— Begin —

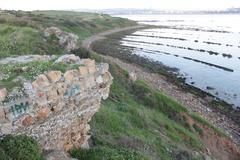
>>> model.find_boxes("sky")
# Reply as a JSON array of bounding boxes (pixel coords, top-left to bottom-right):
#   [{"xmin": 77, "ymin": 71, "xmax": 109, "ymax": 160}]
[{"xmin": 0, "ymin": 0, "xmax": 240, "ymax": 10}]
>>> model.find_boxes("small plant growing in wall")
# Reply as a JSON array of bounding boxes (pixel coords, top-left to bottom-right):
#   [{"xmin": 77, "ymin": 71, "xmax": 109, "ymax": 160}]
[{"xmin": 0, "ymin": 135, "xmax": 43, "ymax": 160}]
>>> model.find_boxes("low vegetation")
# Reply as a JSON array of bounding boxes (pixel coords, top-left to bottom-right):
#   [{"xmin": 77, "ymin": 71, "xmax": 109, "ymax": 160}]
[
  {"xmin": 0, "ymin": 135, "xmax": 43, "ymax": 160},
  {"xmin": 70, "ymin": 60, "xmax": 229, "ymax": 160},
  {"xmin": 0, "ymin": 11, "xmax": 135, "ymax": 58}
]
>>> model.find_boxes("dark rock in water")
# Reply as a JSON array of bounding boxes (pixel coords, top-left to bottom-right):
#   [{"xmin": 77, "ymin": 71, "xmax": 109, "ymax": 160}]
[
  {"xmin": 222, "ymin": 53, "xmax": 232, "ymax": 58},
  {"xmin": 207, "ymin": 86, "xmax": 215, "ymax": 90}
]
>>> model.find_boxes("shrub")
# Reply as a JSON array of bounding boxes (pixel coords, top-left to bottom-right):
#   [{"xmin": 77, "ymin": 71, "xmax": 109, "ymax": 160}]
[
  {"xmin": 0, "ymin": 135, "xmax": 43, "ymax": 160},
  {"xmin": 70, "ymin": 147, "xmax": 146, "ymax": 160}
]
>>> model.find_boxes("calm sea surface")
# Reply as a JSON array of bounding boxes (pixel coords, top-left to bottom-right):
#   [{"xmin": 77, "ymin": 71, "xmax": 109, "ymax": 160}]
[{"xmin": 116, "ymin": 15, "xmax": 240, "ymax": 107}]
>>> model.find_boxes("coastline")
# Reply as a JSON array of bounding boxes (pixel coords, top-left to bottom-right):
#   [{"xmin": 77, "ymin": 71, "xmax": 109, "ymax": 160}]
[{"xmin": 82, "ymin": 25, "xmax": 240, "ymax": 146}]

— End —

▶ _Problem statement_: Please copy out every entry above word for word, leaving out the pictures.

▶ _Written response_:
>>> model.find_boxes("sky")
# Reply as a JSON array of bounding boxes (pixel coords, top-left to bottom-right):
#   [{"xmin": 77, "ymin": 71, "xmax": 109, "ymax": 160}]
[{"xmin": 0, "ymin": 0, "xmax": 240, "ymax": 10}]
>>> model.find_boxes("small plant growing in wall")
# Reply as a JSON array of bounding boxes (pixel coords, top-left to bottom-right):
#   [{"xmin": 77, "ymin": 71, "xmax": 109, "ymax": 160}]
[{"xmin": 0, "ymin": 135, "xmax": 43, "ymax": 160}]
>>> model.find_boxes("low vegetation")
# Reply as a JSON array of bounding boxes (pixel coords, top-left to bottom-right):
#   [{"xmin": 77, "ymin": 71, "xmax": 109, "ymax": 160}]
[
  {"xmin": 0, "ymin": 135, "xmax": 43, "ymax": 160},
  {"xmin": 70, "ymin": 60, "xmax": 229, "ymax": 160},
  {"xmin": 0, "ymin": 11, "xmax": 135, "ymax": 58}
]
>>> model.find_boxes("dark rock in water")
# Reply as a JSON array of bounding boxes (pixel coords, top-left to bottom-right):
#   [{"xmin": 77, "ymin": 71, "xmax": 109, "ymax": 160}]
[
  {"xmin": 222, "ymin": 53, "xmax": 232, "ymax": 58},
  {"xmin": 207, "ymin": 86, "xmax": 215, "ymax": 90}
]
>>> model.find_boxes("shrub")
# Reply as a JSON array of bounding boxes (pixel coords, top-left to bottom-right):
#   [{"xmin": 77, "ymin": 71, "xmax": 109, "ymax": 160}]
[
  {"xmin": 0, "ymin": 135, "xmax": 43, "ymax": 160},
  {"xmin": 70, "ymin": 147, "xmax": 146, "ymax": 160}
]
>>> model.find_boxes("calm sea surface")
# Reply as a JSON array of bounding boxes (pixel coords, top-left to bottom-right):
#   [{"xmin": 77, "ymin": 71, "xmax": 109, "ymax": 160}]
[{"xmin": 116, "ymin": 15, "xmax": 240, "ymax": 107}]
>>> model.find_boxes("coastline")
# Reply as a JSON array of bounding boxes (pixel coords, top-left to bottom-right):
#   [{"xmin": 77, "ymin": 71, "xmax": 109, "ymax": 160}]
[{"xmin": 82, "ymin": 25, "xmax": 240, "ymax": 146}]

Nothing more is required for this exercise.